Aim A: Can you give the part of the thread that begins with the words "Fix #1082 (seed_from_u64" and ends with "couple of days." again, replacing "release" with "publish"?

Passage provided:
>> Begin
Fix #1082 (seed_from_u64 with non multiple of 4)

[dhardy]

@newpavlov review?

If all goes well I'll release this plus the new rand patch (#1081) in a couple of days.

[newpavlov]

Looks good! A slightly more efficient version can look like this:

// We use PCG32 to generate a u32 sequence, and copy to the seed
fn pcg32(state: &mut u64) -> [u8; 4] {
    const MUL: u64 = 6364136223846793005;
    const INC: u64 = 11634580027462260723;

    // We advance the state first (to get away from the input value,
    // in case it has low Hamming Weight).
    *state = state.wrapping_mul(MUL).wrapping_add(INC);
    let state = *state;

    // Use PCG output function with to_le to generate x:
    let xorshifted = (((state >> 18) ^ state) >> 27) as u32;
    let rot = (state >> 59) as u32;
    let x = xorshifted.rotate_right(rot);
    x.to_le_bytes()
>> End
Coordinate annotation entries
>> Begin
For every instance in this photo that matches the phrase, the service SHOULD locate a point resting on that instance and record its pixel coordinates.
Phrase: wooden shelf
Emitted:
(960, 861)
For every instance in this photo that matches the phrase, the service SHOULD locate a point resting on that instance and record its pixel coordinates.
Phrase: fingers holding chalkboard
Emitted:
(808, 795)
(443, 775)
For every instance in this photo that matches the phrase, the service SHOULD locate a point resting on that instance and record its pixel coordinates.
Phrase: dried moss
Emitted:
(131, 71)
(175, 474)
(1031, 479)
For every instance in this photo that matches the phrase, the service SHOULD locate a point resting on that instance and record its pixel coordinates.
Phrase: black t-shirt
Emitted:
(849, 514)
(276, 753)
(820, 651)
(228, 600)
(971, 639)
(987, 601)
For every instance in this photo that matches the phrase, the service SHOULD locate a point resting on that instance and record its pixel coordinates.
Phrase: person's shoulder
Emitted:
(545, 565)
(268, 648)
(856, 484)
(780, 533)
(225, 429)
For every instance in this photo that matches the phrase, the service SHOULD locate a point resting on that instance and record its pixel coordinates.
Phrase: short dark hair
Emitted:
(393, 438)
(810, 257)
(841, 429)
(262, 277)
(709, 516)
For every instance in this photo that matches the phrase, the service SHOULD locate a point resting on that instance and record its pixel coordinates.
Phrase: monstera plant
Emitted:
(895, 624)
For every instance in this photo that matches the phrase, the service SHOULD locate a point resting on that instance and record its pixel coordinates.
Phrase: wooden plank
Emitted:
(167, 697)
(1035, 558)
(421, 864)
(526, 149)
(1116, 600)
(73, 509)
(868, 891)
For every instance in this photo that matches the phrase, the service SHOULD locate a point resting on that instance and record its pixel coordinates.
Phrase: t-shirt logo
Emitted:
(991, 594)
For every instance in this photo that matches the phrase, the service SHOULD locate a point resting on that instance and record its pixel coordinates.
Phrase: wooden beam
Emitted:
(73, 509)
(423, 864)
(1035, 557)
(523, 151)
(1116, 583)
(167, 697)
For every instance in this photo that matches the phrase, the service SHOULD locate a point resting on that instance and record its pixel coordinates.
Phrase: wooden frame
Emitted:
>> End
Aim B: Which lines of the records contain the word "wooden"? Select and copy each of them.

Written solution A:
Fix #1082 (seed_from_u64 with non multiple of 4)

[dhardy]

@newpavlov review?

If all goes well I'll publish this plus the new rand patch (#1081) in a couple of days.

Written solution B:
Phrase: wooden shelf
Phrase: wooden plank
Phrase: wooden beam
Phrase: wooden frame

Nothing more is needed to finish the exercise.